• [Problems to solve]
1/ In the SALT interview, what category did SALT I leave out in which the United States held a very significant lead?
2/ Find every line of the records that contains the string "side", and copy each of those lines. Case counts.

— START Quoted text —

PW: Well, I think you have to separate the various groups that are opposed to SALT II. I don’t put the Committee on the Present Danger in the same category as the spokesmen for the Coalition for Peace Through Strength. I think that the Committee on the Present Danger does contain some thoughtful people. They are genuinely concerned about strategic balance. One of the points of difference, perhaps, is that we are dealing with the concept of deterrence, and deterrence is a matter of perception, of how each side perceives the possible responses of the other. Some of the people in the Committee on the Present Danger feel that the perception is adverse to us because the Soviets have a big advantage in the throw-weight of their intercontinental ballistic missiles. And I think they focus on that while neglecting the other elements in the strategic balance that make, in my opinion, deterrence not only a fact but a perceptible fact.

WP: What about the Coalition? The harder line.

PW: Well, it seems clear that the people who issued the Coalition’s April statement—Admiral Thomas Moorer, General Daniel Graham, General George Keegan, former Navy Secretary J.W. Middendorf—are basically opposed to arms control. They are basically against restricting American arms in any arrangement with the Soviet Union.2

WP: Do you see a possibility that they could form a coalition with the disarmament advocates and jointly work to kill SALT II?

PW: There is that risk. Those who do support arms control ought to be very aware of it, and they shouldn’t play the game of those who are really their dedicated opponents.

WP: SALT I was sold to the American public as something that would freeze both sides where they were. In fact, the Soviets were ahead in ICBM launchers but it was argued we would then be able to catch up by making qualitative improvements that would match the power of numbers. Wasn’t there some confusion over the selling of SALT I?

PW: Well, what SALT I did in the interim agreements on control of offensive arms was to freeze the existing number of ballistic missile launchers at the number then under construction or already in existence. Now, the Soviets had a lead in that particular category. SALT I did not include the strategic bomber force where we have a very significant lead. And it did not do anything to freeze the number of MIRVs, that is, the number of bombs on each missile. So it meant that both sides could continue to MIRV their existing ballistic missiles. And, of course, since 1972 there has been a very significant increase in the total number of strategic warheads on both sides. But I think you’ve got to remember that SALT I was advertised as an interim agreement. Nobody pretended that it was a comprehensive agreement. It was designed to freeze one part of the competition—sea- and land-based ballistic missile launchers—while negotiations took place on a more comprehensive, longer lasting treaty. The unfortunate part is that the interim agreement has really continued for too long. It was expected that well within that five-year term we would have been able to reach a SALT II treaty.

— END Quoted text —
— START Records shown —

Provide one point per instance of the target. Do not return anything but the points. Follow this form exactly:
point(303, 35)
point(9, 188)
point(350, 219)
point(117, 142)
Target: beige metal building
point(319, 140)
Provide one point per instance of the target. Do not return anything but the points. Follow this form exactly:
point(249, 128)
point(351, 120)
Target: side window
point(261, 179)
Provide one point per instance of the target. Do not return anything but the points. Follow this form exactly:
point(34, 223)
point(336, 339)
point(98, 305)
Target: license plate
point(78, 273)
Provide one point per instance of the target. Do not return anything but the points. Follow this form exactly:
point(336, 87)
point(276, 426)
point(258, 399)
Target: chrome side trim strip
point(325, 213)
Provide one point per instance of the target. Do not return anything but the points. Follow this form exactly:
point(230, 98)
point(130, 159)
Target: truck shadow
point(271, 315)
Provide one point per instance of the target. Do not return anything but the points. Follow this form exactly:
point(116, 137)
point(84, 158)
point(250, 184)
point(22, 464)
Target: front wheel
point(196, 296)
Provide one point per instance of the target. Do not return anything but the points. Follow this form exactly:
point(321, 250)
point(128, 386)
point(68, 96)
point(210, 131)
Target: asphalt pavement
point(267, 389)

— END Records shown —

• [Responses in order]
1/ The strategic bomber force.

2/
Target: side window
Target: chrome side trim strip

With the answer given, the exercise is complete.